===== Data section =====

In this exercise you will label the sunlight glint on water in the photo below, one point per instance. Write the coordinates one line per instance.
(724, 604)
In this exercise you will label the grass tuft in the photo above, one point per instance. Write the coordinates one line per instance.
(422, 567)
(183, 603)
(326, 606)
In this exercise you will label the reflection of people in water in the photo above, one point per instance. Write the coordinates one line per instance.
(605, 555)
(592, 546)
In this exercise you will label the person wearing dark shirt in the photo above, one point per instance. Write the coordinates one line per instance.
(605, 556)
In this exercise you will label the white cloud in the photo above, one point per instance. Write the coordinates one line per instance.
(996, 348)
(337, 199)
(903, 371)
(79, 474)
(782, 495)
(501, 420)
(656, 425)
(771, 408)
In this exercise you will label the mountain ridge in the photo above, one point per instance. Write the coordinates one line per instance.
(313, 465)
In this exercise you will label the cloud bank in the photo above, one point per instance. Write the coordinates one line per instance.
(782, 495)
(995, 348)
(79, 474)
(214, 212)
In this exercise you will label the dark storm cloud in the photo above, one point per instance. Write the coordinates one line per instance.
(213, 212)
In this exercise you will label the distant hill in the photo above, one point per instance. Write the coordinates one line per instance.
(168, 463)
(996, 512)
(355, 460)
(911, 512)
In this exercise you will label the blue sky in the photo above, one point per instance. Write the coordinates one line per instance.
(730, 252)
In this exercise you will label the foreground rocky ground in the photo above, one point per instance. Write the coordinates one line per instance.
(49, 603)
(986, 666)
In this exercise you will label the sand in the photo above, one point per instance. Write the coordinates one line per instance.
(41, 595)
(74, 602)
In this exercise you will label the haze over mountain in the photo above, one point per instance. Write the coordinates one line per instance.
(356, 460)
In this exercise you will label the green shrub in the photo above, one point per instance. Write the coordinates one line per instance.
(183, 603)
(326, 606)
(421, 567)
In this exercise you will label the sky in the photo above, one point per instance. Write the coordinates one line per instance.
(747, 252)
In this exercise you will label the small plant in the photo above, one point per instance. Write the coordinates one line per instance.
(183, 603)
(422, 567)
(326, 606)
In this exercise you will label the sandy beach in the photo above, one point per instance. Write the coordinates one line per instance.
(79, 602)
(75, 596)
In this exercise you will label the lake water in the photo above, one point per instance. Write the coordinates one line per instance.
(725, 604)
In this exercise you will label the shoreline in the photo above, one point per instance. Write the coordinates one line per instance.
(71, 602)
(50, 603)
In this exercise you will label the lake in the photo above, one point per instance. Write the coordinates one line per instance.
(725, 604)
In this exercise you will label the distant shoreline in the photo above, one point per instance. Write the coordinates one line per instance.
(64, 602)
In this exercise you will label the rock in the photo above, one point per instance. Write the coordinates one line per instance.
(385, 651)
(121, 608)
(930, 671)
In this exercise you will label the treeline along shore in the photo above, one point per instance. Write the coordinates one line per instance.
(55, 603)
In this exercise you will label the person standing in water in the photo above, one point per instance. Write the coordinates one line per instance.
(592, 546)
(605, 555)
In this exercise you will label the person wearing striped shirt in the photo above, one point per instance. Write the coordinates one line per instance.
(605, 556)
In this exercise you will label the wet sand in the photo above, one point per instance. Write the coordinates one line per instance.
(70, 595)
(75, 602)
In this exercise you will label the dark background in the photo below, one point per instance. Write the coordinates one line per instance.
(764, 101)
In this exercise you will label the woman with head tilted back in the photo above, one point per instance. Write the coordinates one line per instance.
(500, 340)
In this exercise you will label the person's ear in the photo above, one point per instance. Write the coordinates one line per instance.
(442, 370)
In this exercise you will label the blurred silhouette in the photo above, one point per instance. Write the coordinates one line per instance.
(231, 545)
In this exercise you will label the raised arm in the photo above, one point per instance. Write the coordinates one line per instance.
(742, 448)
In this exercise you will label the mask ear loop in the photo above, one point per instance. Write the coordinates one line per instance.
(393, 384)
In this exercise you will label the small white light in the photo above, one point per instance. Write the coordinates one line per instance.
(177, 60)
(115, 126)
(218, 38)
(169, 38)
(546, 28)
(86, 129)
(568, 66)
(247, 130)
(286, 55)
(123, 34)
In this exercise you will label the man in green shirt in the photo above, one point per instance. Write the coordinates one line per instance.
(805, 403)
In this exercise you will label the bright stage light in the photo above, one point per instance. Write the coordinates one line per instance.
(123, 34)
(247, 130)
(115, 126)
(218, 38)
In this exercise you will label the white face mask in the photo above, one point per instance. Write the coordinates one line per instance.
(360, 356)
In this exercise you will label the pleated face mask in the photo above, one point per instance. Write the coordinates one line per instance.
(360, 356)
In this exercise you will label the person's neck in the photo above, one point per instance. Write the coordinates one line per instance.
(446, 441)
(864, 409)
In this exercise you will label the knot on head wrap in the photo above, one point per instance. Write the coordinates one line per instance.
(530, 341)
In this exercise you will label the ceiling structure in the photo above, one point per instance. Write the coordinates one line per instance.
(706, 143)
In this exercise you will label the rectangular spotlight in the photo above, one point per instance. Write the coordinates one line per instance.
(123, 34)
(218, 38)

=====

The task -> Transcribe the whole listing above exactly, leaving nothing out.

Solution to this task ->
In this exercise you will label the sunlight glint on water in the photo below, one point per instance. Write the coordinates one line per instance.
(724, 604)
In this exercise you will label the grass tuft in the photo above, one point per instance. Write the coordinates one line per instance.
(422, 567)
(183, 603)
(326, 606)
In this exercise you will label the reflection of people in water in the photo above, one point per instance. Write the coordinates one line per instance.
(605, 555)
(592, 546)
In this exercise you will label the person wearing dark shirt in the photo above, one point per instance. Write the coordinates one line per instance.
(605, 556)
In this exercise you will label the white cloud in the photo above, one point per instance. Write the coordinates one line per instance.
(996, 348)
(337, 199)
(903, 371)
(79, 474)
(782, 495)
(501, 420)
(656, 425)
(771, 408)
In this exercise you will label the mountain ridge in the photo above, one point per instance. Write the coordinates one line per instance.
(313, 465)
In this exercise you will label the cloud bank in the photo above, one point per instance. Write the coordinates one line per instance.
(782, 495)
(995, 348)
(79, 474)
(214, 212)
In this exercise you will label the dark storm cloud in the photo above, one point per instance. Write the coordinates one line per instance.
(213, 212)
In this exercise you will label the distant hill in the photo above, one point per instance. Write the coordinates one line per instance.
(168, 463)
(996, 512)
(355, 460)
(911, 512)
In this exercise you will label the blue sky in the photo above, one point per instance. Write the coordinates one line per instance.
(730, 252)
In this exercise you will label the foreground rocky ground in the photo above, one point per instance. Write the coordinates one line per instance.
(49, 603)
(986, 666)
In this exercise you will label the sand in the photo above, one point per instance. Write the coordinates one line per instance.
(41, 595)
(74, 602)
In this exercise you will label the haze over mountain in the photo above, one point per instance. Write the coordinates one line per instance.
(356, 460)
In this exercise you will label the green shrub in the photo above, one point per instance. Write the coordinates one line per instance.
(183, 603)
(326, 606)
(421, 567)
In this exercise you will label the sky in the photo above, one point per instance. Write the coordinates one line per instance.
(747, 252)
In this exercise you will label the small plant in the photo above, one point per instance. Write the coordinates one line per instance.
(183, 603)
(422, 567)
(326, 606)
In this exercise you will label the sandy beach in the photo above, one point per instance. Write the coordinates one line per instance.
(79, 602)
(75, 596)
In this exercise you will label the lake water in the photo above, one point per instance. Write the coordinates one line per instance.
(725, 604)
In this exercise you will label the shoreline in the photo above, one point per instance. Write the coordinates one line per instance.
(71, 602)
(50, 603)
In this exercise you will label the lake in the photo above, one point per instance. Write the coordinates one line per instance.
(725, 604)
In this exercise you will label the distant shoreline in the photo above, one point per instance. Write the coordinates one line per instance.
(64, 602)
In this exercise you will label the rock in the photo above, one point per instance. Write the coordinates one line per instance.
(385, 651)
(121, 608)
(930, 671)
In this exercise you will label the treeline along shore in the photo above, one point per instance. Write the coordinates one line per instance.
(55, 603)
In this exercise you will label the person standing in water in the photo above, one point per instance. Write the coordinates one line per instance.
(592, 546)
(605, 555)
In this exercise you will label the person wearing striped shirt in the photo above, one point per instance. Write the coordinates one line per instance.
(605, 556)
In this exercise you will label the wet sand in the photo above, one point per instance. Write the coordinates one line per instance.
(70, 595)
(75, 602)
In this exercise you will label the dark background in the photo below, one point per instance. Write the coordinates one line per instance.
(764, 101)
In this exercise you will label the woman with head tilted back in the photo above, one point per instance. Write the coordinates one line per instance.
(500, 340)
In this exercise you will label the person's ear in the photo above, one point per instance. Write the coordinates one line per instance.
(442, 370)
In this exercise you will label the blurred silhouette in the photo above, one point per instance. Write the coordinates one line per instance.
(231, 545)
In this exercise you will label the raised arm in the photo above, one point per instance. Write the coordinates one line per instance.
(742, 448)
In this exercise you will label the mask ear loop in the photo above, one point per instance. Write the coordinates one line per instance.
(393, 384)
In this exercise you will label the small white light in the photo above, one point per instance. Write the coordinates one line per instance.
(177, 60)
(115, 126)
(218, 38)
(169, 38)
(546, 28)
(86, 129)
(568, 66)
(247, 130)
(286, 55)
(123, 34)
In this exercise you will label the man in green shirt in the photo above, one point per instance. Write the coordinates one line per instance.
(805, 403)
In this exercise you will label the bright stage light in the photo above, one point per instance. Write the coordinates one line per instance.
(123, 34)
(247, 130)
(115, 126)
(218, 38)
In this exercise you will label the white face mask in the photo above, one point per instance. Write the coordinates one line per instance.
(360, 356)
In this exercise you will label the pleated face mask in the photo above, one point per instance. Write the coordinates one line per instance.
(360, 356)
In this exercise you will label the person's neck in the photo above, one point per instance. Write the coordinates one line per instance.
(446, 441)
(864, 409)
In this exercise you will label the knot on head wrap in the photo above, one point per instance. Write the coordinates one line per instance.
(530, 341)
In this exercise you will label the ceiling structure in the photo above, one point per instance. Write the coordinates one line per instance.
(706, 143)
In this exercise you will label the rectangular spotlight in the photo above, one point per instance. Write the coordinates one line per instance.
(123, 34)
(218, 38)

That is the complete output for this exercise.